• _PASSAGE TO READ_
● ● ● ● ● ● ●

Figure 3C outlines the recommendations for ensuring compliance with sepsis and septic shock management guidelines.
For convenience, a cloud-based application was developed using the agent definitions described in this paper [
17].
Figure 3 illustrates the application’s user interface and output. The application is available at
https://huggingface.co/Llm-RAGbasedAPPs upon request to the corresponding author of this paper.
5. Evaluation Results
Since RAG plays a key role in generating the output for each agent, evaluation was performed using the TrueLens framework [
18] based on the GPT-3.5-turbo LLM. The metric assessed answer relevance, context relevance (i.e., the usefulness of the context extracted from the vector store for generating the response), and groundedness (i.e., the extent to which the response is supported by the context).
Figure 4 presents these evaluation results.
Additionally, two human experts evaluated the generated text using a similar metric. In this evaluation, context relevance and groundedness were combined into an overall answer-context groundedness score that reflects the alignment between the case description and the generated output.
III. Discussion
The multi-agent system successfully generated recommendations for a sepsis case attributed to pneumonia. Expert evaluation indicated that these recommendations were acceptable, suggesting the system’s potential utility in real-world clinical settings. The observed moderate interrater agreement among human experts (Cohen’s kappa = 0.622, p = 0.003) suggests that the agent-generated outputs are generally consistent with expert judgment—a crucial factor in clinical decision-making. However, the formal agreement between the estimations provided by the LLM and those of the experts was negligible, warranting further investigation. Addressing this discrepancy may require careful selection of the materials used for constructing vector stores for RAG and exploring different settings during system development (e.g., chunk size, embedding model, similarity search function, and agent definitions).
1. Implications for Clinical Practice
The study findings indicate that the multi-agent system could serve as a valuable tool for intensivists, particularly in high-stakes scenarios where timely decision-making is critical. By offering rapid, evidence-based recommendations, the system has the potential to enhance the quality of care provided to patients with sepsis. In addition, its capacity to tailor antibiotic therapy based on local resistance patterns and patient-specific factors may lead to improved outcomes and lower rates of antimicrobial resistance.

● ● ● ● ● ● ●

• _Excerpts from a dataset_
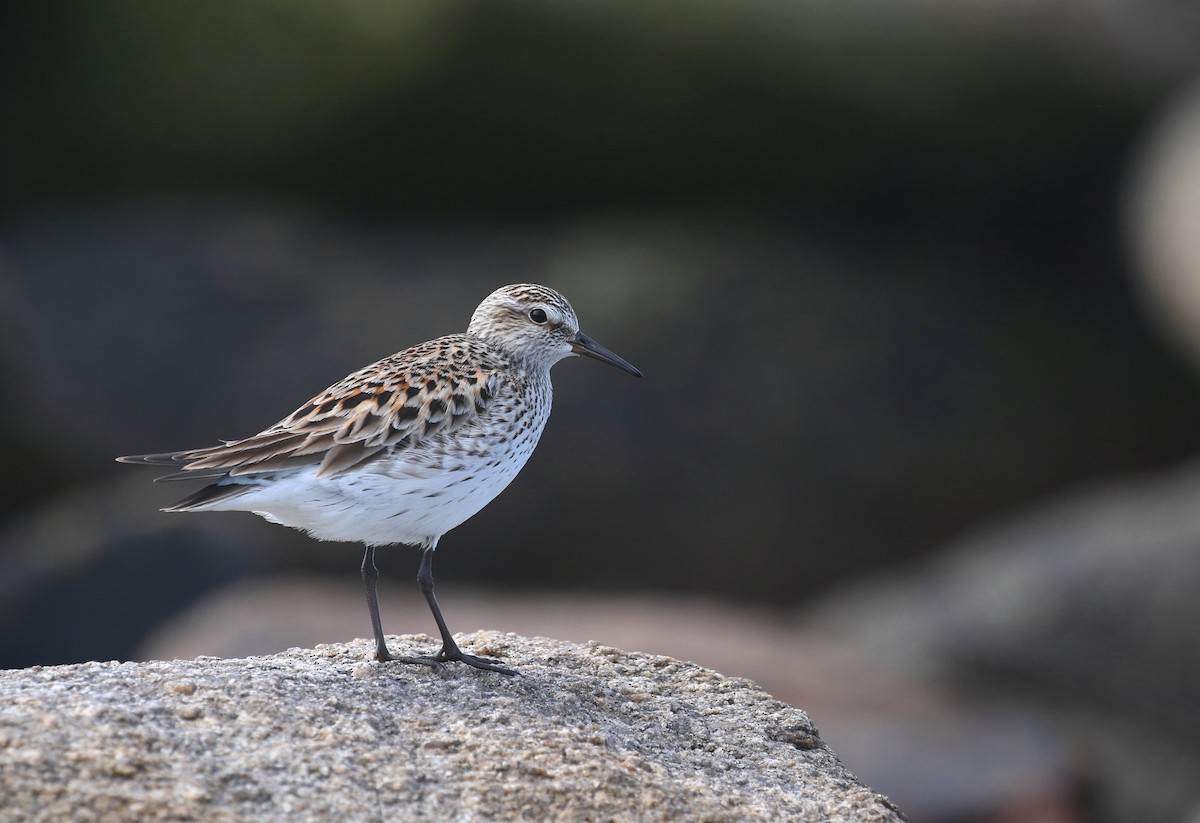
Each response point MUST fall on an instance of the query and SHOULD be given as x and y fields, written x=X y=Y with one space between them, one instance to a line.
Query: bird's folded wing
x=393 y=403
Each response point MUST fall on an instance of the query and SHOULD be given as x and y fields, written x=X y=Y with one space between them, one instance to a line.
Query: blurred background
x=915 y=286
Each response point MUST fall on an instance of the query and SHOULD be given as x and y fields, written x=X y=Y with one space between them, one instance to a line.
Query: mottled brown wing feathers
x=396 y=402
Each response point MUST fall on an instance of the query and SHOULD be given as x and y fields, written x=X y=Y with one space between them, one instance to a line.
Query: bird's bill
x=589 y=348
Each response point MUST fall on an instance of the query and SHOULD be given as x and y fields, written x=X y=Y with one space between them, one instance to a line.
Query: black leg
x=371 y=578
x=450 y=649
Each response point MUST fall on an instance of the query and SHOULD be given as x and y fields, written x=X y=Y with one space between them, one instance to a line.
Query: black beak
x=589 y=348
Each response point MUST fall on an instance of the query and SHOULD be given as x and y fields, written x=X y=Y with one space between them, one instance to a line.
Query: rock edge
x=583 y=733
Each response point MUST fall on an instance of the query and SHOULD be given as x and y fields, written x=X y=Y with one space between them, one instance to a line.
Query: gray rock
x=585 y=732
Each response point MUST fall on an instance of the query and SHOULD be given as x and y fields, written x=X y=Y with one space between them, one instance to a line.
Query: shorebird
x=406 y=449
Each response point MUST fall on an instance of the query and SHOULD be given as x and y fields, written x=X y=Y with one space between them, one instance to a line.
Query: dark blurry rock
x=582 y=733
x=1164 y=215
x=1083 y=614
x=91 y=572
x=802 y=392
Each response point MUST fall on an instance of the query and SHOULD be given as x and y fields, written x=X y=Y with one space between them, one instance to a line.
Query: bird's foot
x=424 y=660
x=486 y=664
x=445 y=656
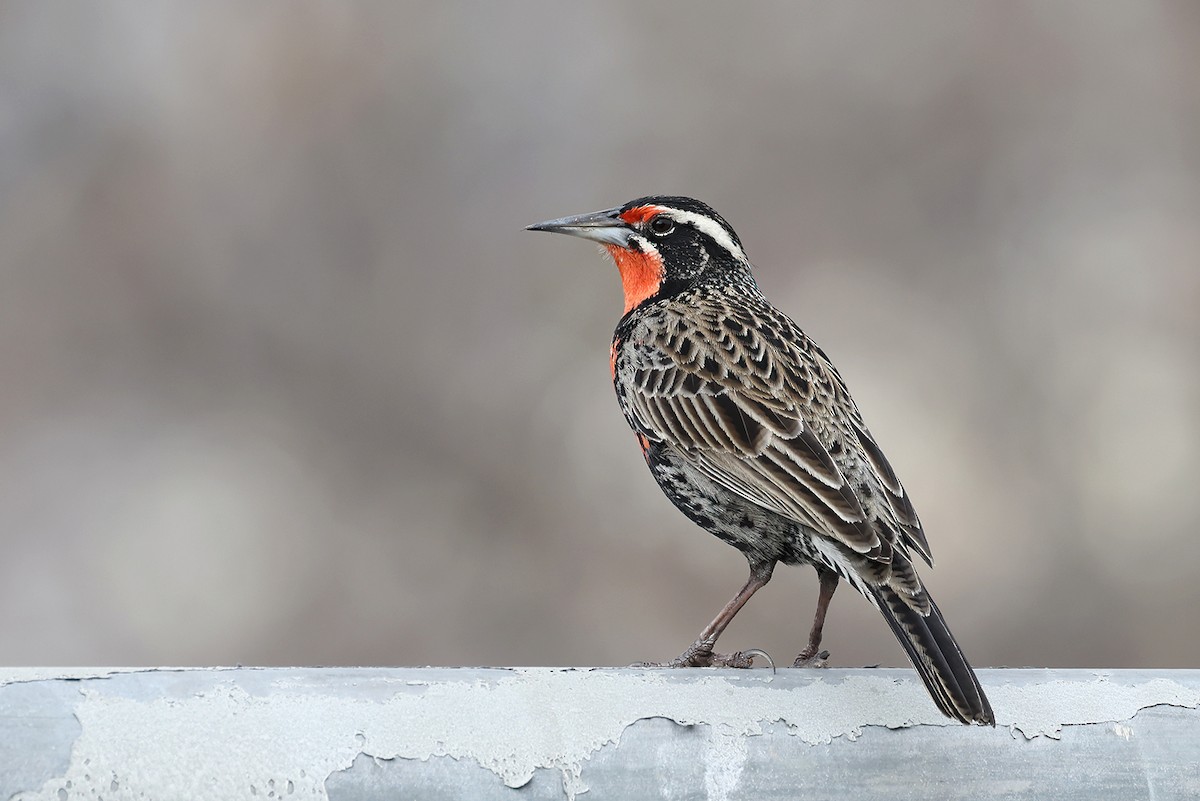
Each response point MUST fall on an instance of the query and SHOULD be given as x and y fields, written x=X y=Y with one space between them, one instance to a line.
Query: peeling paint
x=280 y=733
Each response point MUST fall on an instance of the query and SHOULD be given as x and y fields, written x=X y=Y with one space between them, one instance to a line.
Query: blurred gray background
x=285 y=380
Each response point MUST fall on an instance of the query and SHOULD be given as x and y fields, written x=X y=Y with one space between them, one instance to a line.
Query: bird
x=751 y=433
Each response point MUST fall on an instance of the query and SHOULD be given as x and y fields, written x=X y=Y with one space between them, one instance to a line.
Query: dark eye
x=661 y=226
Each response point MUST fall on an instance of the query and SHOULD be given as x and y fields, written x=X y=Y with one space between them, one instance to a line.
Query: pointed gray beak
x=605 y=227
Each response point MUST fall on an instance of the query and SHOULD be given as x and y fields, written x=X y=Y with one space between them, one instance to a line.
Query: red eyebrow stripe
x=640 y=214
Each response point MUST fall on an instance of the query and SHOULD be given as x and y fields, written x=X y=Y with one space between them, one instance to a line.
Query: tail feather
x=937 y=657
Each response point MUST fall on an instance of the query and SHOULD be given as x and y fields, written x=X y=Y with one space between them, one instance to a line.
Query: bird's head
x=661 y=245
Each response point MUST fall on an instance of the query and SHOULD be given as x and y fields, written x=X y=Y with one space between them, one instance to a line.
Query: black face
x=688 y=235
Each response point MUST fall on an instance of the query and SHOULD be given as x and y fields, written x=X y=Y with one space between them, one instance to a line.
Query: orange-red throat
x=641 y=273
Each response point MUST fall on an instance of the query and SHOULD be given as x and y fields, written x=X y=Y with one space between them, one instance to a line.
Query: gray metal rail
x=540 y=733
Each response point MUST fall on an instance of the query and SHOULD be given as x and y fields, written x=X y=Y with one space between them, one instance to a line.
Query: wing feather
x=773 y=423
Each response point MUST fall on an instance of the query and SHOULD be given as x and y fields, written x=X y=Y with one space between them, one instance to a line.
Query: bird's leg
x=700 y=654
x=811 y=656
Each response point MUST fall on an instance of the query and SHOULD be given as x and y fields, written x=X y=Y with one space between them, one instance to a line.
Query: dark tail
x=937 y=658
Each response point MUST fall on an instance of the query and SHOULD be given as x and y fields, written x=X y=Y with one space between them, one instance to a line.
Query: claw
x=811 y=660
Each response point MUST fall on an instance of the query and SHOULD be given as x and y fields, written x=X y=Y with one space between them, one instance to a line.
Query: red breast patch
x=641 y=273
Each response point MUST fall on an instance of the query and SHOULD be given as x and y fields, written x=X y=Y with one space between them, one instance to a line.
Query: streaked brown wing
x=737 y=411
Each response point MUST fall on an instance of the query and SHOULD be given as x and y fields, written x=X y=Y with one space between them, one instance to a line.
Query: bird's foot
x=807 y=660
x=701 y=655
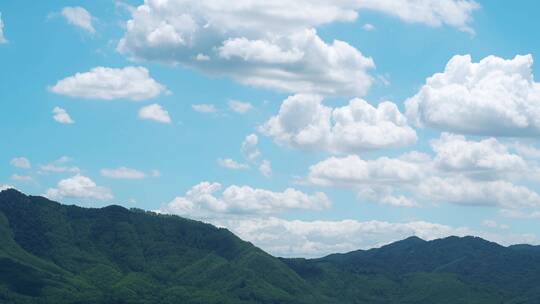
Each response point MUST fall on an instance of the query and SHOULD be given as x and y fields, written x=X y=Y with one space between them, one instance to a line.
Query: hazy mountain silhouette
x=53 y=253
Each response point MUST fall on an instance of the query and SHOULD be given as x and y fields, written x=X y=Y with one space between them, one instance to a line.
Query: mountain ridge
x=54 y=253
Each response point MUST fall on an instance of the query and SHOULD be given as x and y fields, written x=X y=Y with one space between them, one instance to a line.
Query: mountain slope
x=68 y=254
x=53 y=253
x=450 y=270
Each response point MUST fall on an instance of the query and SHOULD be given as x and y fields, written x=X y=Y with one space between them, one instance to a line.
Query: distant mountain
x=53 y=253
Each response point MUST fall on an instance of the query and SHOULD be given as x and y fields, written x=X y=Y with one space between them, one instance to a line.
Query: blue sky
x=148 y=105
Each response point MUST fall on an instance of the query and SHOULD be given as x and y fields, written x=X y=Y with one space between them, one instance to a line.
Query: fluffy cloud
x=272 y=44
x=21 y=162
x=133 y=83
x=461 y=172
x=455 y=153
x=81 y=187
x=240 y=107
x=463 y=191
x=60 y=115
x=203 y=201
x=232 y=164
x=60 y=165
x=6 y=187
x=265 y=168
x=80 y=17
x=368 y=27
x=432 y=13
x=154 y=112
x=249 y=147
x=123 y=173
x=373 y=180
x=258 y=44
x=352 y=170
x=2 y=37
x=304 y=122
x=495 y=97
x=204 y=108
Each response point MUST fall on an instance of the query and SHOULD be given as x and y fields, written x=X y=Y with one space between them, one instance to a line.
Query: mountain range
x=54 y=253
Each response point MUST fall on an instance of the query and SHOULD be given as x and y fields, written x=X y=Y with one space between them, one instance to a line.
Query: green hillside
x=53 y=253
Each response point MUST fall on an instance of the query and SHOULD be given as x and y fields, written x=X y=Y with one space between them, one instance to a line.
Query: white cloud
x=304 y=122
x=240 y=107
x=123 y=173
x=463 y=191
x=21 y=162
x=21 y=178
x=494 y=225
x=59 y=166
x=154 y=112
x=204 y=108
x=133 y=83
x=461 y=172
x=272 y=44
x=232 y=164
x=368 y=27
x=2 y=37
x=81 y=187
x=526 y=150
x=202 y=57
x=494 y=97
x=6 y=187
x=431 y=12
x=265 y=168
x=489 y=156
x=249 y=147
x=518 y=214
x=62 y=116
x=354 y=171
x=373 y=180
x=203 y=201
x=79 y=17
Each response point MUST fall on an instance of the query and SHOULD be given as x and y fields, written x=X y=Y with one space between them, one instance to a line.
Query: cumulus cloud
x=208 y=200
x=463 y=191
x=123 y=173
x=232 y=164
x=249 y=147
x=132 y=83
x=304 y=122
x=6 y=187
x=2 y=37
x=240 y=107
x=204 y=108
x=60 y=165
x=21 y=178
x=265 y=168
x=79 y=17
x=461 y=172
x=374 y=180
x=368 y=27
x=455 y=153
x=494 y=97
x=81 y=187
x=60 y=115
x=154 y=112
x=21 y=162
x=272 y=44
x=432 y=13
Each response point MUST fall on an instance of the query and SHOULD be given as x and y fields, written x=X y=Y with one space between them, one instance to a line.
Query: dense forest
x=53 y=253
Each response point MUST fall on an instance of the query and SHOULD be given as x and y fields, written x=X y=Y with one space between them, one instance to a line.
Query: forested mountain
x=53 y=253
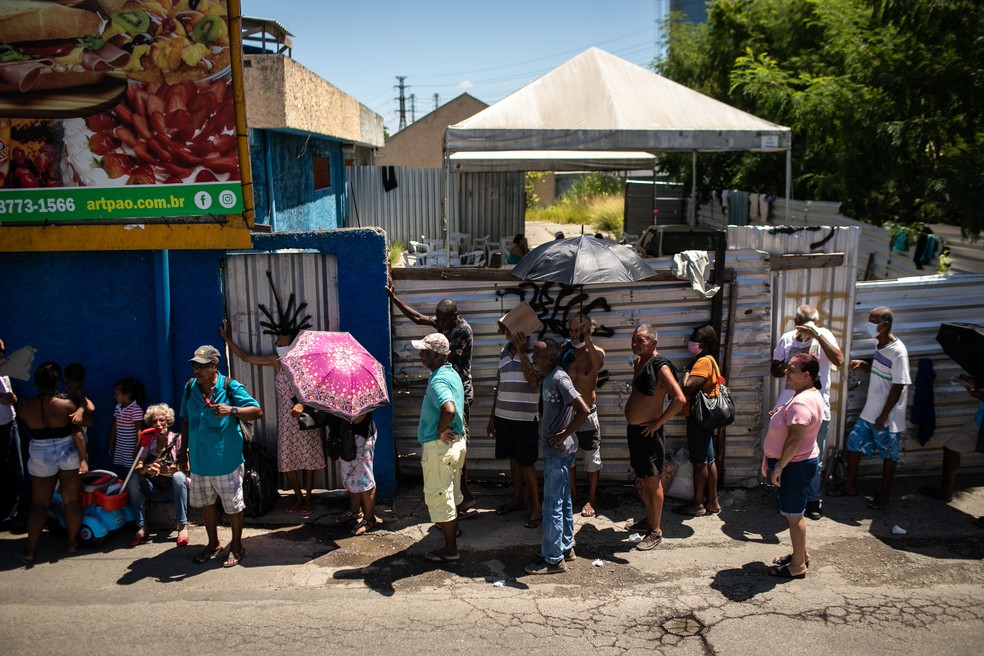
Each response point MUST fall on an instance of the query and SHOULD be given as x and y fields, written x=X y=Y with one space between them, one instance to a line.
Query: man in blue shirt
x=210 y=410
x=441 y=433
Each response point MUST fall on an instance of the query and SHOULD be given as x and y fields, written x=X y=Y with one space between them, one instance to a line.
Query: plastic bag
x=682 y=486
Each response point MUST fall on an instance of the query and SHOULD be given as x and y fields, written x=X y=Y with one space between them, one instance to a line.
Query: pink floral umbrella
x=335 y=373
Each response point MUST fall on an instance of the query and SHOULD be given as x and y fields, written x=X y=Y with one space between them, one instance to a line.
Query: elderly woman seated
x=160 y=475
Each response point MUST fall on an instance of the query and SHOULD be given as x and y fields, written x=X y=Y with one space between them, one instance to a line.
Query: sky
x=488 y=49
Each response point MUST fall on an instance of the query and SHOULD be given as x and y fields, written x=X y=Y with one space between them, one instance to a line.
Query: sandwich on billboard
x=120 y=111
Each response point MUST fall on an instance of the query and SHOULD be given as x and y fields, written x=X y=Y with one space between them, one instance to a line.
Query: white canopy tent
x=600 y=112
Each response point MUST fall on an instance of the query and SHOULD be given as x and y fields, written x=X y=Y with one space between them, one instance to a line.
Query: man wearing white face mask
x=882 y=421
x=807 y=337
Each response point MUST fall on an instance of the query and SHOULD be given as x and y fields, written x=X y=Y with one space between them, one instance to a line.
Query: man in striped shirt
x=513 y=423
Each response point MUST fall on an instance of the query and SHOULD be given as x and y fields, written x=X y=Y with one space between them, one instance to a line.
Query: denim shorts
x=868 y=440
x=794 y=483
x=48 y=457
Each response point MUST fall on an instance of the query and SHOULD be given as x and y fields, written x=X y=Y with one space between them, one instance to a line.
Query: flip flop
x=349 y=516
x=206 y=555
x=785 y=560
x=684 y=509
x=783 y=573
x=233 y=558
x=507 y=508
x=841 y=493
x=936 y=493
x=438 y=556
x=138 y=540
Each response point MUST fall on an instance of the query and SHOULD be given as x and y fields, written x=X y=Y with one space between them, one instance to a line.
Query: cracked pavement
x=310 y=587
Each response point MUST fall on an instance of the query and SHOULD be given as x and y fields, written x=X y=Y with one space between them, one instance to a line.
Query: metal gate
x=313 y=279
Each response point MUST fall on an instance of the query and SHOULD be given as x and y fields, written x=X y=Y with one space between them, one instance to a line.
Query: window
x=322 y=173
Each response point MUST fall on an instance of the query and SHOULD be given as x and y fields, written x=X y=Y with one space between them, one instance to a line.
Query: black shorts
x=700 y=443
x=646 y=454
x=517 y=439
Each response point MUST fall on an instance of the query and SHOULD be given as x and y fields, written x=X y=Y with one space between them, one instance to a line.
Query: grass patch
x=603 y=213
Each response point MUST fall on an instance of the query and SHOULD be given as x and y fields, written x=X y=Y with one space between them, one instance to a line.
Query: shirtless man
x=654 y=380
x=583 y=370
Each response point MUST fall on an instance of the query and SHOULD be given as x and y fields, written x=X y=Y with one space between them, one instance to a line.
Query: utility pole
x=402 y=98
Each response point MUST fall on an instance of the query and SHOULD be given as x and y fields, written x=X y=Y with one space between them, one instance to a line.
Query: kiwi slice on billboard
x=132 y=21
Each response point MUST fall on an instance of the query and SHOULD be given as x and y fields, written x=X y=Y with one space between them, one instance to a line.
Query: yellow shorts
x=441 y=464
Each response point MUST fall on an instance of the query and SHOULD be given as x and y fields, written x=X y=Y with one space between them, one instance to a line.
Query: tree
x=884 y=98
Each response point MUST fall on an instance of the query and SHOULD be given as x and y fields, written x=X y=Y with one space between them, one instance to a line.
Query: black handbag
x=712 y=412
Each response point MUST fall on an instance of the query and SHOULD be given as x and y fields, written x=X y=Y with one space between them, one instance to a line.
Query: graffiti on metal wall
x=814 y=246
x=555 y=304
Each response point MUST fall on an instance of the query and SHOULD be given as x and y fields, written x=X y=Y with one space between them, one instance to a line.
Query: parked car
x=668 y=240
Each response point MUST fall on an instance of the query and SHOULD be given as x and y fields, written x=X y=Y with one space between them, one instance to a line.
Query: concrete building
x=420 y=145
x=303 y=132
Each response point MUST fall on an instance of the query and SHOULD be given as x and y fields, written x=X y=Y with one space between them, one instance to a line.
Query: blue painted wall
x=99 y=308
x=283 y=182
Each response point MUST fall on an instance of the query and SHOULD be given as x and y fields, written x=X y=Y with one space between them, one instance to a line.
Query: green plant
x=607 y=214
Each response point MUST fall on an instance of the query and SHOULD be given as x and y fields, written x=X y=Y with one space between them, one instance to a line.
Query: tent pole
x=789 y=180
x=693 y=192
x=446 y=214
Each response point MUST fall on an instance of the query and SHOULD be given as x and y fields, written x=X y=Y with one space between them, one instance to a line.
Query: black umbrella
x=582 y=261
x=964 y=343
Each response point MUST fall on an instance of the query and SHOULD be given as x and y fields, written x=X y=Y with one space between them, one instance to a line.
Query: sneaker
x=543 y=567
x=569 y=555
x=651 y=540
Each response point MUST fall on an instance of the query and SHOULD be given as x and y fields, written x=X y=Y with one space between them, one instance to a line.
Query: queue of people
x=544 y=406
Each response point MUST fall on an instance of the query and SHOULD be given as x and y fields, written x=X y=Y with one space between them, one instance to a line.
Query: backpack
x=246 y=427
x=260 y=476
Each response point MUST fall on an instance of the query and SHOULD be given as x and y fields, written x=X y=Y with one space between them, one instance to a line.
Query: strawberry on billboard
x=116 y=110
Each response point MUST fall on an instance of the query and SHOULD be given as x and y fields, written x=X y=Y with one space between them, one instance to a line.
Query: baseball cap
x=205 y=355
x=435 y=342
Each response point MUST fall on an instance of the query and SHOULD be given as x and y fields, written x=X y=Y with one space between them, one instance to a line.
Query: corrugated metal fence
x=876 y=261
x=491 y=203
x=920 y=305
x=829 y=288
x=484 y=295
x=312 y=278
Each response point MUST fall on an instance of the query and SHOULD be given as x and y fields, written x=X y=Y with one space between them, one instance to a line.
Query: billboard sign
x=118 y=111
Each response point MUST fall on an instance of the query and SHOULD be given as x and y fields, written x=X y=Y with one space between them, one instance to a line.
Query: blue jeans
x=813 y=491
x=558 y=511
x=141 y=487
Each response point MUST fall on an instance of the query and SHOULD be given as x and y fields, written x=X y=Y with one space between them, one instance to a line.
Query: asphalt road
x=311 y=588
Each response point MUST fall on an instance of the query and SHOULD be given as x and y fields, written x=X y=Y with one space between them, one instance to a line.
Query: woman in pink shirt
x=791 y=457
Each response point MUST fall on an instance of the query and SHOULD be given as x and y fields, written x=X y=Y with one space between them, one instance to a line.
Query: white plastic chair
x=474 y=258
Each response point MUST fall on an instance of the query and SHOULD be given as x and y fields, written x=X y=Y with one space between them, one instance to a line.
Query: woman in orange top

● ● ● ● ● ● ●

• _COMPLETE THE FOLLOWING_
• 1. According to the passage on the sepsis multi-agent system, which framework was used to evaluate the output of each agent?
• 2. Resume the passage on the sepsis multi-agent system, picking up right after its final sentence.

• _TASK-BY-TASK ANSWERS_
• 1. The TrueLens framework, based on the GPT-3.5-turbo LLM.

• 2.
2. Limitations and Future Directions
Nevertheless, this study has limitations. Reliance on a single case study restricts the generalizability of the findings to a broader patient population. Future research should focus on validating this approach across diverse clinical settings to fully realize its potential for enhancing sepsis management.
Furthermore, although the multi-agent system demonstrated promise in generating recommendations, its integration into clinical workflows must be carefully considered. Training and education for healthcare providers will be essential to ensure effective utilization of the system and proper interpretation of its recommendations.
Additionally, traditional quantitative evaluation metrics may not fully capture the nuances of clinical decision-making, particularly in the context of sepsis.
Therefore, ground-truth evaluations by human experts, as demonstrated in this study, are recommended to assess the effectiveness of such decision-support systems.
3. Conclusion
In conclusion, the multi-agent system developed in this study holds the potential to improve decision-making in sepsis management. By integrating real-time data analysis with established guidelines, the system assists clinicians in delivering optimal care. However, further validation and integration into clinical practice are required to fully establish its efficacy.
By providing access to the code and documentation related to the system’s development [
16,
17,
19], the authors invite healthcare informatics researchers and clinicians to experiment with and enhance the application, ultimately benefiting patient care in sepsis management.